Problem description
Please reply with one number only: how many lines in the entries below contain the string "positive".

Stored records

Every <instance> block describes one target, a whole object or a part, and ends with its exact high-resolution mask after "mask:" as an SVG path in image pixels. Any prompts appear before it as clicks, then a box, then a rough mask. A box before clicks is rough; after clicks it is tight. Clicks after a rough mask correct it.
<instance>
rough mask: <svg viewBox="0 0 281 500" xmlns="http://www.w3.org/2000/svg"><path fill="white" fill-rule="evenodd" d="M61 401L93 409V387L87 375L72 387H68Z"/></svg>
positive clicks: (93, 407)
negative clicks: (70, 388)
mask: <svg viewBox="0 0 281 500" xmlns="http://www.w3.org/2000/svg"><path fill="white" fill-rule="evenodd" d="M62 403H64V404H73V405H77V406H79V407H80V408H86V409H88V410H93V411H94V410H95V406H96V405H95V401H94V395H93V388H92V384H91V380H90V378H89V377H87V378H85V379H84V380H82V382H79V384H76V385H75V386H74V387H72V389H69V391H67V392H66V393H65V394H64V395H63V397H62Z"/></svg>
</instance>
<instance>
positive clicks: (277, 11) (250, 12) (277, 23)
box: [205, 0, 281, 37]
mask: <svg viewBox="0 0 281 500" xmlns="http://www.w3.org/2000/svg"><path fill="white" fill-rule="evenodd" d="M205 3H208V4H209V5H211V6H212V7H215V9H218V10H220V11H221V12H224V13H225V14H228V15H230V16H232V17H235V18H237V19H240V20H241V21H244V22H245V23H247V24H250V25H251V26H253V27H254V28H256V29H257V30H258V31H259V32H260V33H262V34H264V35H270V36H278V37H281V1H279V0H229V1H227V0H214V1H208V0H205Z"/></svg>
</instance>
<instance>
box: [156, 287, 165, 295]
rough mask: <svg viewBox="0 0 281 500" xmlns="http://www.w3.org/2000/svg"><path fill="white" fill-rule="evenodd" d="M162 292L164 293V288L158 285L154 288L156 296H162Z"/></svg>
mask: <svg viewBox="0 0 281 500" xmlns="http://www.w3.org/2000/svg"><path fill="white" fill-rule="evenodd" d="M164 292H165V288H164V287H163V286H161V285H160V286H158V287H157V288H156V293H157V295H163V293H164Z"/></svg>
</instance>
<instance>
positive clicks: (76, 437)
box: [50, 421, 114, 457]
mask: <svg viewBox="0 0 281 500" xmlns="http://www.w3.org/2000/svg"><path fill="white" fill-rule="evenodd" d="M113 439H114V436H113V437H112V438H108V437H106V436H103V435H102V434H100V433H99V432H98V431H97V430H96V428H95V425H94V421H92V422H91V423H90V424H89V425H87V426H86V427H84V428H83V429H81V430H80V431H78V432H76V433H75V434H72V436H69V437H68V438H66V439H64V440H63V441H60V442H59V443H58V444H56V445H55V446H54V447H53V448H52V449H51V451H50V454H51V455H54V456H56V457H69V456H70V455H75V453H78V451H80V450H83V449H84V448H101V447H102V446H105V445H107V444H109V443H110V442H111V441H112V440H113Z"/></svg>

Output for this task
3